▶ Work required
In your copy of the entries below, keep every word exactly and leave out all images.

Point-per-instance localization data
....................

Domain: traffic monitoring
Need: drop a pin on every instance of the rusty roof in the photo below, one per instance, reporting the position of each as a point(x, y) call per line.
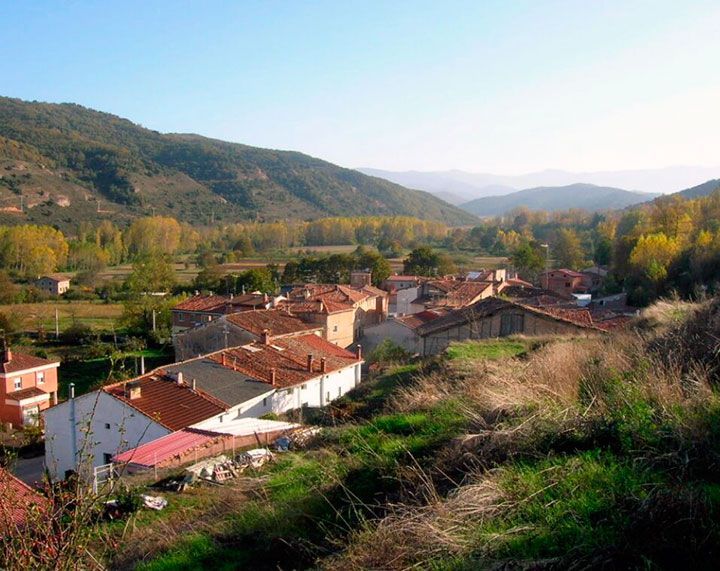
point(287, 357)
point(415, 320)
point(276, 322)
point(170, 404)
point(491, 305)
point(22, 362)
point(222, 304)
point(18, 501)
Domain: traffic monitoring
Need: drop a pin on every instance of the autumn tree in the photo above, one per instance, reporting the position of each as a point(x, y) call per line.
point(153, 235)
point(567, 250)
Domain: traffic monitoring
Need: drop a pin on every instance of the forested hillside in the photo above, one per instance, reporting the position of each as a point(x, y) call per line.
point(63, 163)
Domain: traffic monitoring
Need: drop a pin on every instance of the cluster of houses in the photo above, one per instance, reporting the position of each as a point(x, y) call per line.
point(240, 358)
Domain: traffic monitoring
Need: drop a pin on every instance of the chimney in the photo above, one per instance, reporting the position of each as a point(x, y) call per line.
point(7, 354)
point(133, 390)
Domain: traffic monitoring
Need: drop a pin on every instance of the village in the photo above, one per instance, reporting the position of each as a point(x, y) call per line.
point(250, 368)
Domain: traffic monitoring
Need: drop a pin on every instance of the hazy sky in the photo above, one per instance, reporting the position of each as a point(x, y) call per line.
point(501, 86)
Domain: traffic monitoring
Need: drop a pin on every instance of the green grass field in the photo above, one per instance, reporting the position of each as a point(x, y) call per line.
point(36, 316)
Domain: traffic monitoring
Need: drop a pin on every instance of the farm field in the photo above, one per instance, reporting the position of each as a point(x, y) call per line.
point(41, 316)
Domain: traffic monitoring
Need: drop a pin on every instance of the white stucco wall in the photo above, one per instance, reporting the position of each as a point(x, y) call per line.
point(76, 430)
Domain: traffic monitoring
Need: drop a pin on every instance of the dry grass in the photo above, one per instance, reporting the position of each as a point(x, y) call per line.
point(567, 396)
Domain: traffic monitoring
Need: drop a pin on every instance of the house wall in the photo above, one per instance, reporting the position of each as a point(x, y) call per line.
point(490, 327)
point(396, 332)
point(340, 328)
point(77, 430)
point(401, 301)
point(10, 410)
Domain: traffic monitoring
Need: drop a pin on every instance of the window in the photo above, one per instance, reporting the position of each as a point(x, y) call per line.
point(511, 323)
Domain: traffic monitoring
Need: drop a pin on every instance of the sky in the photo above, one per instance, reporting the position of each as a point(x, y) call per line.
point(485, 86)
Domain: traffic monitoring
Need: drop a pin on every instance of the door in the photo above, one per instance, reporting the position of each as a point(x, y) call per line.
point(31, 415)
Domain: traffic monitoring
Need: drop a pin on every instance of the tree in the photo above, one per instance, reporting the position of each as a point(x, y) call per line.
point(151, 274)
point(424, 261)
point(256, 279)
point(567, 249)
point(153, 235)
point(529, 260)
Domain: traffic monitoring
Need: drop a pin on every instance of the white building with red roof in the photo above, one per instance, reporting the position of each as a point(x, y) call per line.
point(28, 385)
point(207, 392)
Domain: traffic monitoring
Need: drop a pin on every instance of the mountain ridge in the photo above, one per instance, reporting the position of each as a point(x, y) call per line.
point(65, 162)
point(579, 195)
point(477, 185)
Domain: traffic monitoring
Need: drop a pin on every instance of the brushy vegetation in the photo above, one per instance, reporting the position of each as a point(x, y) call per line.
point(550, 454)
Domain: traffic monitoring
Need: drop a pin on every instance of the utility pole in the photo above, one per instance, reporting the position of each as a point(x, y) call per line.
point(547, 265)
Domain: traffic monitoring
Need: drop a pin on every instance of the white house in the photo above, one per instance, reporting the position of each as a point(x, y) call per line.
point(240, 382)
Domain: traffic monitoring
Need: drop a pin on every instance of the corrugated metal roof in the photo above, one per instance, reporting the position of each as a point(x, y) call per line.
point(166, 447)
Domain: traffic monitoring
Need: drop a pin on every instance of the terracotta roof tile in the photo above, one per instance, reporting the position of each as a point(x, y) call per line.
point(168, 403)
point(27, 393)
point(275, 321)
point(23, 362)
point(415, 320)
point(287, 357)
point(17, 499)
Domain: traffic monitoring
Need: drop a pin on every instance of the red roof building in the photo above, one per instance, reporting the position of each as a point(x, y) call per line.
point(20, 505)
point(28, 385)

....................

▶ Final answer
Domain: traffic monitoring
Need: drop a pin on every instance of the rusty roof in the photo below, one per instance, reporting the position of each as a point(x, y) call per line.
point(287, 357)
point(415, 320)
point(276, 322)
point(170, 404)
point(491, 305)
point(22, 362)
point(222, 304)
point(18, 501)
Domain: traffic monitoring
Need: drop a pin on every instance of the autumn tree in the photo above, one per instance, reporting the position of each as a point(x, y) call per line.
point(153, 235)
point(567, 250)
Domain: traffic monitoring
Need: drop a pin on every instance of the forested hillside in the photo above, one per instance, reporting the position of each as a point(x, y) call per line.
point(63, 163)
Domain: traffic monitoring
Need: drop a pin on every instance of the cluster of houses in the photo above, one per instance, reporting the position of each as a point(x, y) call per line.
point(240, 358)
Domain: traffic monitoring
Need: drop a pin on every instance of the chimney in the photo above, one per instance, reporting the position of each as a point(x, y) call per line.
point(7, 354)
point(133, 390)
Domain: traffic monitoring
Need: drop a pin on every instance of the village in the photo above, one per instance, reporting the position of each as a point(x, y) call per line.
point(250, 368)
Domain: traffic monitoring
Need: drop a pin on every instance of the hazy sky in the photo above, one per instance, reporting the position of each as a point(x, y) call per line.
point(501, 86)
Domain: traffic monitoring
Need: drop a pin on every instance of the green grass field in the photo above, one per instance, reporting the position of each as a point(x, y) call per line.
point(36, 316)
Domain: traffic monitoring
Need: drop a pin on every instance of the farm field in the photo above, one per instance, reporting the position of each as a point(x, y) call per line.
point(41, 316)
Domain: traffic monitoring
Need: drop a pin on every instance of the white stucco wall in the photo above, one per instance, reporting the position of each as a point(x, y) call per line.
point(76, 430)
Domain: traffic monitoring
Need: drop a pin on every instance of the dry grass in the photo above, one per instance, reporting the position of each as a point(x, y) call per line.
point(567, 396)
Domain: traffic monitoring
Need: drop a pin on every instance of the house wall in the photo above, one per instance, reporting the position of each as a point(x, y) call per line.
point(490, 327)
point(396, 332)
point(340, 328)
point(77, 430)
point(401, 301)
point(10, 410)
Domain: traffic monitoring
Need: drop a pin on every instance of the window in the photo above, one per instance, reporting the position of each as a point(x, y) call per line.
point(511, 323)
Domain: traffic monitoring
Need: drop a pin on every instance of the sky in the photo above, one per instance, reporting the position of each as a point(x, y) call per line.
point(485, 86)
Domain: traffic monitoring
Need: drop a pin on every instance of the door in the photo above, one per instance, reporting the position of each as a point(x, y) call per line.
point(31, 415)
Domain: traffic monitoring
Need: drop a pin on every instance of the tree in the photo above, one per instance, reporting the position of each as a point(x, y) call per line.
point(151, 274)
point(424, 261)
point(256, 279)
point(567, 249)
point(153, 235)
point(529, 260)
Domain: traffic monitoring
Need: drop a pin on every instance of the white building with red roof in the photo above, one per instance, reporting the position of each as a point(x, y) call per line.
point(28, 385)
point(207, 392)
Domain: traffic monitoring
Need: drop a pin on every instance of the mountain ridge in the photo above, one per instance, reporting the position of each as a point(x, y) call per line.
point(65, 162)
point(579, 195)
point(477, 185)
Domain: traffic monitoring
Need: drop a pin on every instance of the brushy vegetation in the photo above, one per instance, reporting the position of each as a point(x, y) call per line.
point(550, 454)
Domain: traffic monitoring
Need: drop a pin on every instance of the utility pole in the photo above, one per instance, reporting the position of each as a point(x, y) call per line.
point(547, 265)
Domain: traffic monitoring
Need: drop a pin on every instance of the white house in the photo above, one per instance, reporting the position of each as a point(x, y) call per line.
point(240, 382)
Domain: traffic monitoring
Need: drop a pin on every instance of the corrugated metal roof in the photo above, one per instance, reporting the position of each as a point(x, y) call per line.
point(166, 447)
Domain: traffic monitoring
Need: drop a pin on every instance of the terracotta roof tile in the photo above, one per instance, reporting the position of each as a point(x, y) call per line.
point(168, 403)
point(27, 393)
point(275, 321)
point(23, 362)
point(415, 320)
point(287, 357)
point(17, 499)
Domain: traffic monitoring
Need: drop a pin on every instance of the red roof building in the photo above, one per instance, reporting the position of each as a point(x, y) call per line.
point(20, 505)
point(28, 385)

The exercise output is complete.